- **Requests**:
a) In the forum thread on limits to infinity, what does MarkFL say 1/x must become when it is brought under the radicals?
b) Copy the stretch of the forum thread on limits from "Limits to infinity" through "to be 1/x^2.".

Limits to infinity

**PhizKid** · October 27th 2012, 02:55 AM

$\lim_{x \to \infty} \frac{2x}{\sqrt{x+2} + \sqrt{x}}\\\\\\ \lim_{x \to \infty} \frac{\frac{2x}{x}}{\sqrt{\frac{x}{x}+\frac{2}{x}} + \sqrt{\frac{x}{x}}}\\\\\\ \lim_{x \to \infty} \frac{2}{\sqrt{1 + \frac{2}{x}} + \sqrt{1}}\\\\\\ \lim_{x \to \infty} \frac{2}{\sqrt{1} + \sqrt{1}}\\\\\\ \lim_{x \to \infty} \frac{2}{1 + 1} = \frac{2}{2} = 1\\\\\\$

I don't understand where I did my work wrong. I divided all the terms by a common multiple to simplify them, so I don't see anywhere I could have done it incorrectly.

**MarkFL** · October 27th 2012, 03:00 AM

In your first step, when you bring 1/x under the radicals, it needs to be 1/x^2.

**johnsomeone** · October 27th 2012, 03:24 AM

Originally Posted by PhizKid

$\lim_{x \to \infty} \frac{2x}{\sqrt{x+2} + \sqrt{x}}\\\\\\ \lim_{x \to \infty} \frac{\frac{2x}{x}}{\sqrt{\frac{x}{x}+\frac{2}{x}} + \sqrt{\frac{x}{x}}}$

That's where you made a mistake.

- **Rows**:
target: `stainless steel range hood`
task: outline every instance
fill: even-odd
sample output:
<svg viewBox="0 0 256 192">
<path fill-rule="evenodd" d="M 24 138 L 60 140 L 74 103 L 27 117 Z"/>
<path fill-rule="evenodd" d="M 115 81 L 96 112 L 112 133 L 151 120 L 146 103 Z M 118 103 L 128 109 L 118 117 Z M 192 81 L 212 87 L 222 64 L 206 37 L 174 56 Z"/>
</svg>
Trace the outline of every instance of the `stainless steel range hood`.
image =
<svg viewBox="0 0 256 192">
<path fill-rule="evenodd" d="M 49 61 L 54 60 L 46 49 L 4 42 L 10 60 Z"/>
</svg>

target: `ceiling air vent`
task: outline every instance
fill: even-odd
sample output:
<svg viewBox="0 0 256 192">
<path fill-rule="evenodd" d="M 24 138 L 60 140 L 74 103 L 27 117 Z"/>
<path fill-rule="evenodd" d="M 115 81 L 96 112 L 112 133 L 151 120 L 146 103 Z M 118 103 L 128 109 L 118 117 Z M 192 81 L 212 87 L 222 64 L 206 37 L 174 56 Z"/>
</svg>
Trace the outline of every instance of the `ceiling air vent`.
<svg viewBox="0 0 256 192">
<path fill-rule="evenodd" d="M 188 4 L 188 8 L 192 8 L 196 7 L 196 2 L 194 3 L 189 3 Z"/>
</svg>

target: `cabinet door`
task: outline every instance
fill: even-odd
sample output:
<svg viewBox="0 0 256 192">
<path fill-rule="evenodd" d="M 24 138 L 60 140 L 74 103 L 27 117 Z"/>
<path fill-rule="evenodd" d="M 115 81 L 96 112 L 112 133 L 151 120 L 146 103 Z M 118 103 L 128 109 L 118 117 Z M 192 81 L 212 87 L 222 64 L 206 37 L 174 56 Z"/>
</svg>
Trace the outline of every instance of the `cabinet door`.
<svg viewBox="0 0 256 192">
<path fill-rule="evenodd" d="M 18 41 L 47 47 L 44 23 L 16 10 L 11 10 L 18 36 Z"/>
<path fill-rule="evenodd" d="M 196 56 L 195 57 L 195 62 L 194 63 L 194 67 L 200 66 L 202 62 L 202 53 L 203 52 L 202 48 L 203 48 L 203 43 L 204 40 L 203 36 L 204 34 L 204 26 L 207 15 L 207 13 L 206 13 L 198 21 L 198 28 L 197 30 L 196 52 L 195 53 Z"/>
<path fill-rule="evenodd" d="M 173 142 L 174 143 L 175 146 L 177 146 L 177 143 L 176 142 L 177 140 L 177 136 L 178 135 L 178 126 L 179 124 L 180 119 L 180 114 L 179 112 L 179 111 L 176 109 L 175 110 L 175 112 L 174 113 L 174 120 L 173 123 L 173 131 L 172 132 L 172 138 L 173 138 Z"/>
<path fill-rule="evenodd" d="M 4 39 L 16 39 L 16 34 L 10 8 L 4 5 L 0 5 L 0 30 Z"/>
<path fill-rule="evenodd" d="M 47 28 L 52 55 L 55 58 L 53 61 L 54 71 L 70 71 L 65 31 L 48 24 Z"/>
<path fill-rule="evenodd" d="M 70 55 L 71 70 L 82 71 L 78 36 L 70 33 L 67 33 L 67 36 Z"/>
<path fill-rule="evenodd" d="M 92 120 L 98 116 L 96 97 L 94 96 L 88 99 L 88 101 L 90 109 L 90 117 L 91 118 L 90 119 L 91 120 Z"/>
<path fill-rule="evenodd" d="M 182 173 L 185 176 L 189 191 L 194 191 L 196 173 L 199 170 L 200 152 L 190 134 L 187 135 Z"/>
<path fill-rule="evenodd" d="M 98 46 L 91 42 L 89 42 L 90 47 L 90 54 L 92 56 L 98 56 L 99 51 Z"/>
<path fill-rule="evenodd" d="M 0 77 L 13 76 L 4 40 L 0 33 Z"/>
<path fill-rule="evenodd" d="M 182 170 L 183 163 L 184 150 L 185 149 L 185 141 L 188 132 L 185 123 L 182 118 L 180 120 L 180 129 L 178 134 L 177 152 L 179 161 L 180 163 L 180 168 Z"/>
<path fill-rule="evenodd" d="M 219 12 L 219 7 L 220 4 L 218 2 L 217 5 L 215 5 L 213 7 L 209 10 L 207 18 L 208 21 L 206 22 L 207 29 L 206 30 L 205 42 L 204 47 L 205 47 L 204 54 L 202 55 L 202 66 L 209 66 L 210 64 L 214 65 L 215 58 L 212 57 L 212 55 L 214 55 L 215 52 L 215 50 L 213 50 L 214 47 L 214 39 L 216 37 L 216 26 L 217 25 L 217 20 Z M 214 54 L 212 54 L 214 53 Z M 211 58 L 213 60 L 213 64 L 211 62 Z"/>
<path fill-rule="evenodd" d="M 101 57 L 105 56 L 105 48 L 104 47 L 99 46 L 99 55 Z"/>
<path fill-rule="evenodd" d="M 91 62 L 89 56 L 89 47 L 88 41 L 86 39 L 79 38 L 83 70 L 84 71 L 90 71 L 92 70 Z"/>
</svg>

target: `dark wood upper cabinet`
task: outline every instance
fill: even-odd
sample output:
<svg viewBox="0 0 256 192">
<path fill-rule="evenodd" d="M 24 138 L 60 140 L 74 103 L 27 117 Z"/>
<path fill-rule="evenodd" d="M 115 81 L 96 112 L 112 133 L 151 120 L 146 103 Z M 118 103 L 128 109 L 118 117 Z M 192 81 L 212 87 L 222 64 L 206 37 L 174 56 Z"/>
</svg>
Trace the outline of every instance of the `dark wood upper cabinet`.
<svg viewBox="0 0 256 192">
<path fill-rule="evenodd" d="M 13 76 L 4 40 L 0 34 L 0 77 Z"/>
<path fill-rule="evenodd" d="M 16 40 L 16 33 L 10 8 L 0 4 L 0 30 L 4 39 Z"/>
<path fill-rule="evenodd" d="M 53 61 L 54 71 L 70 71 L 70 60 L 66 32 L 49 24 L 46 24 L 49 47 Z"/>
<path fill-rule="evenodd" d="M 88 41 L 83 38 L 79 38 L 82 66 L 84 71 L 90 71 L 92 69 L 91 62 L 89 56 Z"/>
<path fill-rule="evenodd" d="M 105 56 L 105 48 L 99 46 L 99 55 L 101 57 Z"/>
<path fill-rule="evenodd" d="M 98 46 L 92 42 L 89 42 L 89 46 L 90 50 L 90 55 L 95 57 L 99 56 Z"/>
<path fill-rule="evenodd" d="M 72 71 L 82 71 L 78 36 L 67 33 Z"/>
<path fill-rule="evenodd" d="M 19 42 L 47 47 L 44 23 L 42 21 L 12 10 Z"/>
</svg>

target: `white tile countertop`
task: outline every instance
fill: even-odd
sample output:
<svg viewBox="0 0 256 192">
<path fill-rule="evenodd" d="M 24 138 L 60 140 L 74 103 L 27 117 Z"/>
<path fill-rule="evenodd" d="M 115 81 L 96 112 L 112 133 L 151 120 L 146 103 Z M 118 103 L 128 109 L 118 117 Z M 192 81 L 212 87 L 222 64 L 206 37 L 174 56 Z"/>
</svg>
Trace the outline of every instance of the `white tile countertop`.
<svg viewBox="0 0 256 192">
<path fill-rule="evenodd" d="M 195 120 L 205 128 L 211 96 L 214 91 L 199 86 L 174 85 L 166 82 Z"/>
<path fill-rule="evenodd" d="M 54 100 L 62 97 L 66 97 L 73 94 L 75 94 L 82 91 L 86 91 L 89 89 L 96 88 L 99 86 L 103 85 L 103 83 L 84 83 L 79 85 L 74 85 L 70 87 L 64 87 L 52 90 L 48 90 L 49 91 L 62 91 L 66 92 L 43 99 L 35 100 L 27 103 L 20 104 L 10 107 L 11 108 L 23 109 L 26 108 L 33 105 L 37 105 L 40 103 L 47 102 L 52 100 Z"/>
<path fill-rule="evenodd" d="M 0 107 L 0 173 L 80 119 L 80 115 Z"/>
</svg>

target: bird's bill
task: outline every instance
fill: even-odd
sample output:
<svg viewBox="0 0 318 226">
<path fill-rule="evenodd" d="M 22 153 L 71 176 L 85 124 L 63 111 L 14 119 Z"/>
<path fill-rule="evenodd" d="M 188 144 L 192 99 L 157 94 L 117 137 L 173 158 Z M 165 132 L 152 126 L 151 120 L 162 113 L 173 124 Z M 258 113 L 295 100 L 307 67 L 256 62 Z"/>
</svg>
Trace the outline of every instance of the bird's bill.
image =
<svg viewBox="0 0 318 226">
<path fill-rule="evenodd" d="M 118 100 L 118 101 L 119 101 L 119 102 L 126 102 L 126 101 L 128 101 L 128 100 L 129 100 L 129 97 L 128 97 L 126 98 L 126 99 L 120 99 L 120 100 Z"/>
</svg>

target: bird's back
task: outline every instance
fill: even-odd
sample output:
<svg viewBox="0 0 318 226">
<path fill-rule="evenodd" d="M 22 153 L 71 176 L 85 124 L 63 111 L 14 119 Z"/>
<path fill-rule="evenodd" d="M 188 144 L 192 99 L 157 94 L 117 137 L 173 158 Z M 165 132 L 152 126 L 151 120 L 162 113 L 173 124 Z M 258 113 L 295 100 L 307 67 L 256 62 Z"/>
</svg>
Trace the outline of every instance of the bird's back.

- **Task results**:
a) It needs to be 1/x^2.

b)
Limits to infinity

**PhizKid** · October 27th 2012, 02:55 AM

$\lim_{x \to \infty} \frac{2x}{\sqrt{x+2} + \sqrt{x}}\\\\\\ \lim_{x \to \infty} \frac{\frac{2x}{x}}{\sqrt{\frac{x}{x}+\frac{2}{x}} + \sqrt{\frac{x}{x}}}\\\\\\ \lim_{x \to \infty} \frac{2}{\sqrt{1 + \frac{2}{x}} + \sqrt{1}}\\\\\\ \lim_{x \to \infty} \frac{2}{\sqrt{1} + \sqrt{1}}\\\\\\ \lim_{x \to \infty} \frac{2}{1 + 1} = \frac{2}{2} = 1\\\\\\$

I don't understand where I did my work wrong. I divided all the terms by a common multiple to simplify them, so I don't see anywhere I could have done it incorrectly.

**MarkFL** · October 27th 2012, 03:00 AM

In your first step, when you bring 1/x under the radicals, it needs to be 1/x^2.